* INSTRUCTION 1 *
Answer these about the essay on firearms rights:
(a) What does the essay say stands behind the government?
(b) What is the third criterion called?
(c) Whose name, rather than Lenin's, may be driving the agenda?
* INSTRUCTION 2 *
Edit the essay on firearms rights: rewrite everything from "Which may help" down to "in these pages.", replacing "negligent" with "careless".
* INSTRUCTION 3 *
Resume the essay on firearms rights from its last sentence.

═══ PASSAGE SHOWN

What value does the government place on its soon-to-be-proclaimed right to extinguish the firearms rights of Canadians? Is this claim being challenged? Obviously so. Is the government prepared to defend its claim? Yes it is. To what extent, we shall see. On every occasion so far, the government has demonstrated a dogged determination to go to the wall on every gun issue. It is reasonable to conclude that the government places a high value on its claim to rights, and is committed to defend them. Behind it stand the usual organs of state power with all of their considerable strength, but also weaknesses.

THIRD CRITERION - ARTICULATION OF THE GOVERNMENT'S RIGHTS

The next question to settle on behalf of the government's case would be to determine whether or not government has the right to claim sole proprietorship over all firearms and all matters relating to firearms as would be required to extinguish the citizen's right to arms. Next, does the federal government have the exclusive right to dispense whatever firearms privileges they wish, as they wish, whenever they wish, and to whomever they see fit?

On what basis does the government assume these rights? We have not been told. One might imagine the Divine Right of Kings, or the debasing philosophy of Hobbes. Or maybe the writings of Marx, Engels, or Lenin. By no means can the works of Nietzsche and Hitler be eliminated.

In the final analysis, it may be none of these. The shallow reality as we have recently discovered, is that the agenda on this most profound of national issues may not be driven by the philosophy of Lenin, but Lennon.

Which may help to explain the relative poverty of the material in this section. Can it be true that the laws of Canada are being formulated from ethereal New Age mush?

It is contingent upon any prudent, honest and trustworthy government to articulate a claim to rights before implementing laws that gives force and effect to those rights. In this, the federal government has been grossly negligent, causing great confusion, and planting widespread suspicion of an operative and hidden agenda very much along the lines described in these pages.

══════
═══ GIVEN DATA

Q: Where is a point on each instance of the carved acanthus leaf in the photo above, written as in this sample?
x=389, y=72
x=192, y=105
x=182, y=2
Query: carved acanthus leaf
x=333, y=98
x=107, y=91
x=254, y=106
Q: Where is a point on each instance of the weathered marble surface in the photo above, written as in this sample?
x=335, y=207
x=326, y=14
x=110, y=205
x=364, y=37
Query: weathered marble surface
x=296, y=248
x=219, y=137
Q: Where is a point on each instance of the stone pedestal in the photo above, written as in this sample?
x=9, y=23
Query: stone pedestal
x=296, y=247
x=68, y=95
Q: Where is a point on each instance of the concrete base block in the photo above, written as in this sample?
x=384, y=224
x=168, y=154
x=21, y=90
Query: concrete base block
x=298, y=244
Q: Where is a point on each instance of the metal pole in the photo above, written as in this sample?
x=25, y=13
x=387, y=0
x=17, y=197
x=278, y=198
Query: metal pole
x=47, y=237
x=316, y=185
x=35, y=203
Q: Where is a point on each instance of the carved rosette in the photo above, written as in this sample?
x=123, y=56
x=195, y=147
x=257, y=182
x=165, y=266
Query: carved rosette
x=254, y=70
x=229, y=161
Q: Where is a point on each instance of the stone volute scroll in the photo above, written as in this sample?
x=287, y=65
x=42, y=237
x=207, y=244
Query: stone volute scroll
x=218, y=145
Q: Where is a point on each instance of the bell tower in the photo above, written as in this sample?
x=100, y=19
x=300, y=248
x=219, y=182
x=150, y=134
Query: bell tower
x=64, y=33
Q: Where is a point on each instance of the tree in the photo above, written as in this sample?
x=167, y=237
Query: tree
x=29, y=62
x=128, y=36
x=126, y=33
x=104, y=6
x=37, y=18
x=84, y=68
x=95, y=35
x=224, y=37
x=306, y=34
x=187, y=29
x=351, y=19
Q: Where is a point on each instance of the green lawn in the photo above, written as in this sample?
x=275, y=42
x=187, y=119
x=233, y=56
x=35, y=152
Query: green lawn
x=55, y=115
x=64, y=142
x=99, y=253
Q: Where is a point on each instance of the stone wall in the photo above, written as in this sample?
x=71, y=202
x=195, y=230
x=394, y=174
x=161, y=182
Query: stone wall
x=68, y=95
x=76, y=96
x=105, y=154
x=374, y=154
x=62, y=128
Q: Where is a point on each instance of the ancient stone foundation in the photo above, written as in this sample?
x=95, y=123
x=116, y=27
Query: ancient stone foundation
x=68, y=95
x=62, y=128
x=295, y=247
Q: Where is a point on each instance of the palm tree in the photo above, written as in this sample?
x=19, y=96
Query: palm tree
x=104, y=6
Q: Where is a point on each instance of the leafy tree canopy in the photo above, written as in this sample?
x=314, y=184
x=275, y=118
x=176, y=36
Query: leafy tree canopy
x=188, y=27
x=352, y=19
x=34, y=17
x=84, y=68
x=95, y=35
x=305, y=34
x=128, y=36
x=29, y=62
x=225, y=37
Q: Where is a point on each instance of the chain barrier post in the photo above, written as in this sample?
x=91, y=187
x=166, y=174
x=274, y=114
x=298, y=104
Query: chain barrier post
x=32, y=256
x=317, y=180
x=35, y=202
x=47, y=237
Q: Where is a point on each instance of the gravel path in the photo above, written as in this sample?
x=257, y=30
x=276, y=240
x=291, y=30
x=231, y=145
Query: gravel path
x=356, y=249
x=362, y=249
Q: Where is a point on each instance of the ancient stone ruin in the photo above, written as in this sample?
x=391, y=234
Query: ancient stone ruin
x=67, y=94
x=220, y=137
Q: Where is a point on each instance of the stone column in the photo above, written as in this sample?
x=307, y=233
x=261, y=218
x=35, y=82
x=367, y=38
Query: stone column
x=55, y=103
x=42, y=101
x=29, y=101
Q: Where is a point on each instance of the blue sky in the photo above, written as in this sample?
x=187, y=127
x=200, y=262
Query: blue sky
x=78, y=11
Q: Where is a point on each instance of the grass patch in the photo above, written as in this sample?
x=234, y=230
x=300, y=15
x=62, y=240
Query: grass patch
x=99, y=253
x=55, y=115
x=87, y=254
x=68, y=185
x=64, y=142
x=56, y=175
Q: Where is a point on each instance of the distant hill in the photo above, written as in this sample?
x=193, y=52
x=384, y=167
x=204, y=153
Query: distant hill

══════

* RESPONSE 1 *
(a) The usual organs of state power, with all of their considerable strength, but also weaknesses.
(b) Articulation of the government's rights.
(c) Lennon's.

* RESPONSE 2 *
Which may help to explain the relative poverty of the material in this section. Can it be true that the laws of Canada are being formulated from ethereal New Age mush?

It is contingent upon any prudent, honest and trustworthy government to articulate a claim to rights before implementing laws that gives force and effect to those rights. In this, the federal government has been grossly careless, causing great confusion, and planting widespread suspicion of an operative and hidden agenda very much along the lines described in these pages.

* RESPONSE 3 *
FOURTH CRITERION - RECOGNITION OF THE GOVERNMENT'S RIGHTS IN LAW

What basis is there in law to support the government's claim to rights? To begin, there is the great void in Canadian statute law concerning the citizen's right to arms. If one ignores the common law, and the inheritance of the common law as guaranteed in the constitution, then it could be claimed that there is no legal articulation of the citizen's right to arms anywhere in Canada. Overlooking the constitution, that is. And overlooking the common law. And overlooking certain Treaty entitlements of certain aboriginal nations.

But if one is prepared to do all that, then it might be arguable that all the government is doing is to create a new statute to fill the void.

From that leap of faith, there is no question that the government by statute is prepared to recognize and to uphold its self-declared absolute right of arms, and its right to extinguish the citizen's right to arms and its right to dispense all privilege of arms. C-68 says it all.

First of all, C-68 invests the federal government with the absolute right of arms in a most complete and detailed manner.

The Act is also written in a way that assumes the citizen's right to arms does not exist, and makes no mention of it.

The Act then clearly establishes the government's right to extinguish the rights of citizens through the device of an imposing body of registration offences covering all firearms and all persons found to have or known to have firearms in their possession.

The Act then goes on to establish the registration system as another powerful device to control the process of extinguishment, and afterwards to control the dispensation of privilege.

Legally, it is very important for gun owners to know that the moment of truth is at the point of registration and not the point of subsequent restrictions or confiscation. It is at the precise moment of registration that all control and all proprietary rights pass from the citizen to the government, except for those that may be returned in privilege.

Overall then, it has to be recognized that the Doctrine of Privilege is powerfully established and greatly enhanced in a most complete and convincing manner by C-68. But only in terms of statute law; and only if the question of constitutionality and the common law are set aside.

(to be continued August 1995: Part 3 of 3 - BATTLE OF TITANS)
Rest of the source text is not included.